Winnipeg’s former chief administrative officer returned to the hot seat Wednesday, testifying for the second day at the public inquiry into the Winnipeg Police Service headquarters project.

Sheegl served as the city’s top bureaucrat as it negotiated construction contracts associated with the project, which ultimately exceeded its budget by nearly $80 million.

While speaking to the inquiry panel Tuesday, Sheegl acknowledged he was in a conflict of interest due to a private business deal he arranged with Caspian Construction owner Armik Babakhanians, who won the bid on the project.


RUTH BONNEVILLE / FREE PRESS
                                Phil Sheegl’s testimony marks the first time he has spoken publicly about the headquarters project since leaving city hall in 2013.

RUTH BONNEVILLE / FREE PRESS

Phil Sheegl’s testimony marks the first time he has spoken publicly about the headquarters project since leaving city hall in 2013.

DIRECTION:
Print everything in the inquiry article from "Sheegl served as" down to "nearly $80 million.". The items that come next have no connection to the article about the police headquarters inquiry.

DATASET CONTENT:
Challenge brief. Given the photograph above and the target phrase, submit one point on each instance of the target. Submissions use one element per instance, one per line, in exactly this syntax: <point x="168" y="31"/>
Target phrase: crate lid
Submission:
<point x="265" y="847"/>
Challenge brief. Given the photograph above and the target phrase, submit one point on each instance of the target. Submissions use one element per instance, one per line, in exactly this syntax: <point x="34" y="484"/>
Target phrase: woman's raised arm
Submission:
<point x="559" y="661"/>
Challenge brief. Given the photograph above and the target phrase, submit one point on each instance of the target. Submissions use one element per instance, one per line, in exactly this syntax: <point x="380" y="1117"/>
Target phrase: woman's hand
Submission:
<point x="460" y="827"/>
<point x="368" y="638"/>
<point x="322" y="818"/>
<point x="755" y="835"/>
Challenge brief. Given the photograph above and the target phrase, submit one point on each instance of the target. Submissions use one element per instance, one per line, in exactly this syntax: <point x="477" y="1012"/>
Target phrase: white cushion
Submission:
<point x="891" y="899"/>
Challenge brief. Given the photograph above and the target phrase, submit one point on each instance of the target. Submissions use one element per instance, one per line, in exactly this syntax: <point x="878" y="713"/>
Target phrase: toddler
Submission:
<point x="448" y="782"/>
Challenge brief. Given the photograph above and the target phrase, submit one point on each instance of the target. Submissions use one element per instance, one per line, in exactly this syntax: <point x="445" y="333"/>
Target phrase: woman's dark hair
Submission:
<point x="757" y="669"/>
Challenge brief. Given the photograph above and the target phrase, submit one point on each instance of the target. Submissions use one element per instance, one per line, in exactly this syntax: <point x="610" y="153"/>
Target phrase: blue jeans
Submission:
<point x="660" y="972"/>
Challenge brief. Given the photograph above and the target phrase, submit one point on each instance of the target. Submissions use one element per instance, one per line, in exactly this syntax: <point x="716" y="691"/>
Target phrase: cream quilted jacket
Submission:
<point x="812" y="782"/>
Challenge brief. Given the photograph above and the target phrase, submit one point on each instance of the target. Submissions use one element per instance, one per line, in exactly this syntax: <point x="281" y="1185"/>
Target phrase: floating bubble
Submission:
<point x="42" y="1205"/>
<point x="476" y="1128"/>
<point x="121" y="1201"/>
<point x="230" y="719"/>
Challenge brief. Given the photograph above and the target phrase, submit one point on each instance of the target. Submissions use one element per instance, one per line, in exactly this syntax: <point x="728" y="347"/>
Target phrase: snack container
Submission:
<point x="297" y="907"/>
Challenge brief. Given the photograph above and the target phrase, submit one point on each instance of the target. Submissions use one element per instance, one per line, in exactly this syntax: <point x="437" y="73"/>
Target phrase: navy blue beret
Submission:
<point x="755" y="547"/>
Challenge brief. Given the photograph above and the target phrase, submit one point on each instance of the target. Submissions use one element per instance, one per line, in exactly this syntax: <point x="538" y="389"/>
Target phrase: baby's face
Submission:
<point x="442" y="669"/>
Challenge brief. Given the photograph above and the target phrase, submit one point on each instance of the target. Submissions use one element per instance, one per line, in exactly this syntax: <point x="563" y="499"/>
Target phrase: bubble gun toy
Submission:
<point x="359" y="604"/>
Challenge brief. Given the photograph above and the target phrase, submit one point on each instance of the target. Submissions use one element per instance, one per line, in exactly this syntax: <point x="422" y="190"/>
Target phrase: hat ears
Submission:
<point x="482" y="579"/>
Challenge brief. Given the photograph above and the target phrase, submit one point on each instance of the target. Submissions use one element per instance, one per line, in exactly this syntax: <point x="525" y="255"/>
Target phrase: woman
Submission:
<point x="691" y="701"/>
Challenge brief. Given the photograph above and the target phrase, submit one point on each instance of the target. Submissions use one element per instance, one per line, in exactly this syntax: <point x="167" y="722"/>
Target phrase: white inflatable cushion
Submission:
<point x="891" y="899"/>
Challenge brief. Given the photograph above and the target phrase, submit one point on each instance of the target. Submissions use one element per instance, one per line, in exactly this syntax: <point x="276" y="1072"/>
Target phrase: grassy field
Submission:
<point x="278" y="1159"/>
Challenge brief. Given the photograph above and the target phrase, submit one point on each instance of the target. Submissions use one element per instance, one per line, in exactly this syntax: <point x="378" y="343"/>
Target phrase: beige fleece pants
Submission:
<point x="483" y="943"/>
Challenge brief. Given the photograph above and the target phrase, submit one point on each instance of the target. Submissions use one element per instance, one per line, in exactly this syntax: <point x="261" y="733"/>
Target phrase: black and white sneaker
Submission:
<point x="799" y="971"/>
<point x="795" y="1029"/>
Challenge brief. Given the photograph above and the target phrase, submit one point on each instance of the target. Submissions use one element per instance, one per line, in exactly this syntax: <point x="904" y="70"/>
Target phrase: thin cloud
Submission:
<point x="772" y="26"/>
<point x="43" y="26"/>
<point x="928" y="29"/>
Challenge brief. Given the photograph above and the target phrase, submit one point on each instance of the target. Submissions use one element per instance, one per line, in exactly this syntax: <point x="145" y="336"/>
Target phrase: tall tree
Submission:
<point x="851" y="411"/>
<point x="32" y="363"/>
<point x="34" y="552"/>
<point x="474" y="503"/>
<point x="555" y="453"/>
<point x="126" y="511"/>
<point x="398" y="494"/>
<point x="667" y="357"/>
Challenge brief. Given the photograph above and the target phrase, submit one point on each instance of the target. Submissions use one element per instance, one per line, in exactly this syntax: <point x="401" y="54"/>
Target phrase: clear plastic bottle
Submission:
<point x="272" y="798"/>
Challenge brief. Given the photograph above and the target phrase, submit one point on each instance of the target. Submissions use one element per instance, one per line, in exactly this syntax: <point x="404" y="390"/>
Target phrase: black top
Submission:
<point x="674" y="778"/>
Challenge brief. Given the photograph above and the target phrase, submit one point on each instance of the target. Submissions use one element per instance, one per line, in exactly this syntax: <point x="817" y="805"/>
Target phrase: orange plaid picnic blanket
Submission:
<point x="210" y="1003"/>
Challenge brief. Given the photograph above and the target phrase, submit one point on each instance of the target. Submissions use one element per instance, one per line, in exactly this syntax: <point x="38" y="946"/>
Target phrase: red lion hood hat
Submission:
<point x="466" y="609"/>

--

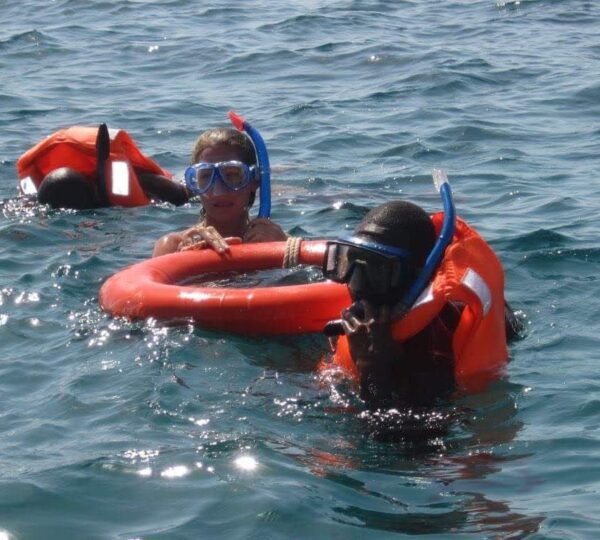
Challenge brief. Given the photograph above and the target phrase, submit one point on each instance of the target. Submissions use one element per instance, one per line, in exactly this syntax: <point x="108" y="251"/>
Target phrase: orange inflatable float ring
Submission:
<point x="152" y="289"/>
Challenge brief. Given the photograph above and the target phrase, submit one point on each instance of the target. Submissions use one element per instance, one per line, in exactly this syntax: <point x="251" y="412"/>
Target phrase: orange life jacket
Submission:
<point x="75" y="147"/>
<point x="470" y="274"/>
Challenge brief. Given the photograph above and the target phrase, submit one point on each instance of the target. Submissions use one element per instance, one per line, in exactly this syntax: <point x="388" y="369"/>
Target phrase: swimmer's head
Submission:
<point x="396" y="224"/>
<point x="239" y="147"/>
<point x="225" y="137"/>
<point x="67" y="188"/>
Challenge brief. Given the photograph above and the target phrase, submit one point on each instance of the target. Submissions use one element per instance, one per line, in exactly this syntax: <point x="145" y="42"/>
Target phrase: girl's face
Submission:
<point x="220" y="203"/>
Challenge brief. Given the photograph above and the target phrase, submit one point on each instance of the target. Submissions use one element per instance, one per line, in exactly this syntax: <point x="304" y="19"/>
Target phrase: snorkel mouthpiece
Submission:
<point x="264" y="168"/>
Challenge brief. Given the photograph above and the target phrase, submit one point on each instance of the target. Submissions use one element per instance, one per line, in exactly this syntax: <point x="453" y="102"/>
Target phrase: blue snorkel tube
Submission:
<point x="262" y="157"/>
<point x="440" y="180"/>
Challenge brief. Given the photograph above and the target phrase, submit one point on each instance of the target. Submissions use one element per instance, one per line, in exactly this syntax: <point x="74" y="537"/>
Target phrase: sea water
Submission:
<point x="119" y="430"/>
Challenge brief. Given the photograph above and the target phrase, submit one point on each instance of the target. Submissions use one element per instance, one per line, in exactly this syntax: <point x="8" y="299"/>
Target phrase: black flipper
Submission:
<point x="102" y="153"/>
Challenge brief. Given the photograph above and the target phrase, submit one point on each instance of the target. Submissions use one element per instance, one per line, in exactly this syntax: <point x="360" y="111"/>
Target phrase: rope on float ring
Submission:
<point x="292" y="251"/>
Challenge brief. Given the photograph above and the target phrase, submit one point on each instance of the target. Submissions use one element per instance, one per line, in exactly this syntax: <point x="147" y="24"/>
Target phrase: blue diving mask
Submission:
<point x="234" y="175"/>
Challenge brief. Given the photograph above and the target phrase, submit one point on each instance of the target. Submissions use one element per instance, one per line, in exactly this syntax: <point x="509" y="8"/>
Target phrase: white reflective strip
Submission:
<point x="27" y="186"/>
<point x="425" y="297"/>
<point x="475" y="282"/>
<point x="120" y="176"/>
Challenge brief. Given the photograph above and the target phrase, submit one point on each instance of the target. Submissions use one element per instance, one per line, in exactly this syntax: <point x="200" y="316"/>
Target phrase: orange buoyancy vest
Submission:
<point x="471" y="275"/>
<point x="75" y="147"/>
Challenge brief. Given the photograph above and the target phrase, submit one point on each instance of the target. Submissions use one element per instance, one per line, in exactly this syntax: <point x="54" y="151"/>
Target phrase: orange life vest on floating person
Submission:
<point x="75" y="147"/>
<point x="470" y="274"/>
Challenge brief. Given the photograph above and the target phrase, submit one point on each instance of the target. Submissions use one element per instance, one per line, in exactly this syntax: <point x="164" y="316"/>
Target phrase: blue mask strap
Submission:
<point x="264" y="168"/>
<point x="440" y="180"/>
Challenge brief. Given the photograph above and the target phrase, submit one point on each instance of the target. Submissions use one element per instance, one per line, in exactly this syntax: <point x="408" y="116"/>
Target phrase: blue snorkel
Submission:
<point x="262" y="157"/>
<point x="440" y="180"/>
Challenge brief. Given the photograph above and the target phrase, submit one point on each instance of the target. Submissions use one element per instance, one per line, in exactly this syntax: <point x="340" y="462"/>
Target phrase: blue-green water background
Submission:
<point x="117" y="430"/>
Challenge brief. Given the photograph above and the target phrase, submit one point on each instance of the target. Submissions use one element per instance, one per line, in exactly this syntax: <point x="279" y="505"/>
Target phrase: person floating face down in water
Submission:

CORRECT ANSWER:
Sheegl served as the city’s top bureaucrat as it negotiated construction contracts associated with the project, which ultimately exceeded its budget by nearly $80 million.